Exercise passage »

═══

Swimming the Atlantic
“But he who endures to the end shall be saved.” [Matthew 24:13]
The man who holds the most Olympic world records in swimming is Michael Phelps. Nicknamed the “Baltimore Bullet” and the “Flying Fish,” he is the most decorated Olympian of all time with 22 medals. Michael is a four-time Olympian and has also won 33 World Champs LCM medals. In fact, in the 2012 Summer Olympics in London, Phelps won four gold medals and two silver medals, making him the most successful athlete of the Games for the third Olympics in a row! Phelps started the Michael Phelps Foundation to raise awareness on the sport of swimming and also to promote healthier lifestyles.
But one of the greatest triumphs of endurance is held by Benoit Lecomte, who was the first person to swim across the Atlantic Ocean without a kickboard! On July 16, 1998, he set out from Cape Cod with eight wet suits, a snorkel, and some flippers. He was guided across the ocean by three French sailors on a 40-foot sailboat. The boat also suspended a large cage with an electronic force field over Benoit to protect him from sharks. He did, however, still encounter sea turtles, dolphins, and jellyfish. And for five days he was followed by a great white shark!

═══

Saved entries

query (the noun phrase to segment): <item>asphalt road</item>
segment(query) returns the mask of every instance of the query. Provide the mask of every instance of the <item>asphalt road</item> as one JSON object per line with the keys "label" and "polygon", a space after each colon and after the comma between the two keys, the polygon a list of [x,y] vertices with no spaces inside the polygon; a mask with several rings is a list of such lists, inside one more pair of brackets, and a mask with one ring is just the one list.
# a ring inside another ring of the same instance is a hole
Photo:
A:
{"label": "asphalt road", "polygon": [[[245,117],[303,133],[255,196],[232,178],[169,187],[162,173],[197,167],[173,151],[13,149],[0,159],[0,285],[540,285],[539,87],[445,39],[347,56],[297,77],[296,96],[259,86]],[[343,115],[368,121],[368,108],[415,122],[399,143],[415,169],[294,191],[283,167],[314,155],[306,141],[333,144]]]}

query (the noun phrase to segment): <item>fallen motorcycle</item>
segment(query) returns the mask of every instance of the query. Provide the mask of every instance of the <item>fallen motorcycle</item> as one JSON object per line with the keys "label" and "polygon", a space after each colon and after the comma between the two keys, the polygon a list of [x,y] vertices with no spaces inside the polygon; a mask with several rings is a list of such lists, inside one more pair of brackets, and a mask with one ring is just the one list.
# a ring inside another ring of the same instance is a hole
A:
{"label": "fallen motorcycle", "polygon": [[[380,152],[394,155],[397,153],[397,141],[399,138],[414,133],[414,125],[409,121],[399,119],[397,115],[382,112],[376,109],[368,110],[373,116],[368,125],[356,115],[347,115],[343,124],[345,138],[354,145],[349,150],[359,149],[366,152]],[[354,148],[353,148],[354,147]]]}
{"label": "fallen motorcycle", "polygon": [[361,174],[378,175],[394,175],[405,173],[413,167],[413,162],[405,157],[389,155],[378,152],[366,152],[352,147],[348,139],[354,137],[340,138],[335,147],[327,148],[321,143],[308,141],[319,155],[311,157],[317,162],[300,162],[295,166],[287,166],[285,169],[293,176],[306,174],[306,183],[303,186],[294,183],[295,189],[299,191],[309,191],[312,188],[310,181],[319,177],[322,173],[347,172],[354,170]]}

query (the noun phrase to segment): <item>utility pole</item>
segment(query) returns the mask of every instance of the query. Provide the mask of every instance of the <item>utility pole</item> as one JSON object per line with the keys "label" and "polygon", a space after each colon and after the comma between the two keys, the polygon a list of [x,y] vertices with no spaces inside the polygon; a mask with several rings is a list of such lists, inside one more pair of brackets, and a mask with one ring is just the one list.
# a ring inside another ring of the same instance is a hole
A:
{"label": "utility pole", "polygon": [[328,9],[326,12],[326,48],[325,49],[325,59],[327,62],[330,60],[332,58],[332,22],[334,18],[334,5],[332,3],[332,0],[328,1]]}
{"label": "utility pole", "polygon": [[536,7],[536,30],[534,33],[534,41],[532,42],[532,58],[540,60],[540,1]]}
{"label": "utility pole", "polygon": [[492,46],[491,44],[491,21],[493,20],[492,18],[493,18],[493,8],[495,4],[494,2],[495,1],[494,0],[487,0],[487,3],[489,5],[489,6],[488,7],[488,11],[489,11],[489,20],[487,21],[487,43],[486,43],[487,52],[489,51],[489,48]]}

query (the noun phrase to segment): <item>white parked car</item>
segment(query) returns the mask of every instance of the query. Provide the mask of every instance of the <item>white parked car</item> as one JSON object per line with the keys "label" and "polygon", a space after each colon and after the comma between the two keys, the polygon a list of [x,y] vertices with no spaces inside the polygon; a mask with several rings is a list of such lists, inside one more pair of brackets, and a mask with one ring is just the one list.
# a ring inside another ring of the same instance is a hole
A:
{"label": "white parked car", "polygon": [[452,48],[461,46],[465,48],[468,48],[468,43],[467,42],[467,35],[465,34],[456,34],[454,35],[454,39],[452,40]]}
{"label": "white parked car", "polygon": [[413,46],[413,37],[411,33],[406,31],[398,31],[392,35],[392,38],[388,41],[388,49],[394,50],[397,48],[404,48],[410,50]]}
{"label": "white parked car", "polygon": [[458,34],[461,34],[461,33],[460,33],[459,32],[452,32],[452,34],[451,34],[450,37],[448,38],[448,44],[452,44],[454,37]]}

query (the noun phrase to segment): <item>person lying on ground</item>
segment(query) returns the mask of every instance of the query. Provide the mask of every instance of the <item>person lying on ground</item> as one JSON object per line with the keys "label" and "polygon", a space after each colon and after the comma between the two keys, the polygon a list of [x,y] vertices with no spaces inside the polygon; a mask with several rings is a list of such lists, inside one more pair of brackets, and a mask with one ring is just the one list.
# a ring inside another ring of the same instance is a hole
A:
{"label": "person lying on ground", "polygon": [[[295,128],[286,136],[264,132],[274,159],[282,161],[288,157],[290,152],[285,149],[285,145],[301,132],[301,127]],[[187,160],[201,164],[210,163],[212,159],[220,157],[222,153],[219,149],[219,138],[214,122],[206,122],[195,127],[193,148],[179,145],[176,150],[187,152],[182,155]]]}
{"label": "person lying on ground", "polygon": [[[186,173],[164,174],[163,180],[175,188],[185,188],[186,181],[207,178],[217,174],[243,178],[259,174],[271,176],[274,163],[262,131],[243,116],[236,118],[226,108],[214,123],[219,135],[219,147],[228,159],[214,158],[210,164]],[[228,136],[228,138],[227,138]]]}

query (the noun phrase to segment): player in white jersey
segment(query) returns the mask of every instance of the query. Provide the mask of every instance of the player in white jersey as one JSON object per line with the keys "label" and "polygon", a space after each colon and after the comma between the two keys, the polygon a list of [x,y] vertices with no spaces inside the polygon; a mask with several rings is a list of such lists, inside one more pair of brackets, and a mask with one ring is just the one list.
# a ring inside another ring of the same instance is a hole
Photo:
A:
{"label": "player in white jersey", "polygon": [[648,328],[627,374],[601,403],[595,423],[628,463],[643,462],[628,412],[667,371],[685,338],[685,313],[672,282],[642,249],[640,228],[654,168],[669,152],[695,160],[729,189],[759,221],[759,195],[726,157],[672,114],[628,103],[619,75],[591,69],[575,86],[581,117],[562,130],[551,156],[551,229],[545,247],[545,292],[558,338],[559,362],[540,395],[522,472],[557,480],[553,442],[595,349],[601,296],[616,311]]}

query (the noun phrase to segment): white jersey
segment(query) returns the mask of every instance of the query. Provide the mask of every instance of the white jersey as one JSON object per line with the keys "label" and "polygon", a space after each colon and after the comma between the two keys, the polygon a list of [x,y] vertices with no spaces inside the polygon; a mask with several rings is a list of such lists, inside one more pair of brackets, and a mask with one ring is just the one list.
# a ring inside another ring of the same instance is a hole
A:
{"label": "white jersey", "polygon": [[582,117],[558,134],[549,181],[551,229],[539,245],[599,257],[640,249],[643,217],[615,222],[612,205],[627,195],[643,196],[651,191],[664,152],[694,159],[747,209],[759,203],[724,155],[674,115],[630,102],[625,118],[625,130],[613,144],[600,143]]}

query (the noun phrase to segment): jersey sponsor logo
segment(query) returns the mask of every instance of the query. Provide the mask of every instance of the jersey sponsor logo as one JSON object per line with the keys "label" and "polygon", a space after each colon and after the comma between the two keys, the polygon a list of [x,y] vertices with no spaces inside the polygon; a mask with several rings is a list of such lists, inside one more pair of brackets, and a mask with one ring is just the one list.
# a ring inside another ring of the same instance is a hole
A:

═══

Problem 1 » In the Atlantic swimming text, where did Benoit Lecomte set out from on July 16, 1998?
Problem 2 » Write out the part of the Atlantic swimming text starting at "But one of the" and ending at "great white shark!".

Output 1 » Cape Cod

Output 2 »
But one of the greatest triumphs of endurance is held by Benoit Lecomte, who was the first person to swim across the Atlantic Ocean without a kickboard! On July 16, 1998, he set out from Cape Cod with eight wet suits, a snorkel, and some flippers. He was guided across the ocean by three French sailors on a 40-foot sailboat. The boat also suspended a large cage with an electronic force field over Benoit to protect him from sharks. He did, however, still encounter sea turtles, dolphins, and jellyfish. And for five days he was followed by a great white shark!